[[ Dataset content, beginning ]]

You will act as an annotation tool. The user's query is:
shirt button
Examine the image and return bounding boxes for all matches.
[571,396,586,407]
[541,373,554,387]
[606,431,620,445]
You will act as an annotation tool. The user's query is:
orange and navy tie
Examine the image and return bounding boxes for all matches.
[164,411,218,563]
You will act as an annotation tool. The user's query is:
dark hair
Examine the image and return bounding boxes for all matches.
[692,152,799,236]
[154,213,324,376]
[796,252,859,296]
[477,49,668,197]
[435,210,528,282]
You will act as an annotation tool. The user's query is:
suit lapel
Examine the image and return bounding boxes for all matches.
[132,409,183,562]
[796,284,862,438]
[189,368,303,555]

[[ Dataset content, end ]]
[[ Dataset content, beginning ]]

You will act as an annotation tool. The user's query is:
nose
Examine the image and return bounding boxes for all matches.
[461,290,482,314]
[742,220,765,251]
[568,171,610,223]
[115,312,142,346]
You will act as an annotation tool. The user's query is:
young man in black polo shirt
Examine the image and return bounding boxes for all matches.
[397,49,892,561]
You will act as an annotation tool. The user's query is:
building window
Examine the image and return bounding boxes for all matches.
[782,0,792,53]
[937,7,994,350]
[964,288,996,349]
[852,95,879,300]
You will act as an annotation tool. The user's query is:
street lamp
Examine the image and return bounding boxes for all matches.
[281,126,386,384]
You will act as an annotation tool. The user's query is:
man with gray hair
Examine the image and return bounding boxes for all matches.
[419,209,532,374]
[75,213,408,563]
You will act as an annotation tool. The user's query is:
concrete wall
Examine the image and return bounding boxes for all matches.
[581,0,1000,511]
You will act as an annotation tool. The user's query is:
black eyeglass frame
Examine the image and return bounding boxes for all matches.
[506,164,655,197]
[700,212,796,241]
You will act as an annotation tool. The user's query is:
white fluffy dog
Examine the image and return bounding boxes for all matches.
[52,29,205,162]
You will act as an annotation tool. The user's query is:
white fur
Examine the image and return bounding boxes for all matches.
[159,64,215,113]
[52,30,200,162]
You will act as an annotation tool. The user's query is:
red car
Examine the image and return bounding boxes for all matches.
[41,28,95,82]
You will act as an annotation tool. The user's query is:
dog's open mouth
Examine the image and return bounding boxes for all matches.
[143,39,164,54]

[[ Dataset content, end ]]

Report each line in the data above that holds the word "shirt" by copying it.

shirt button
young man in black polo shirt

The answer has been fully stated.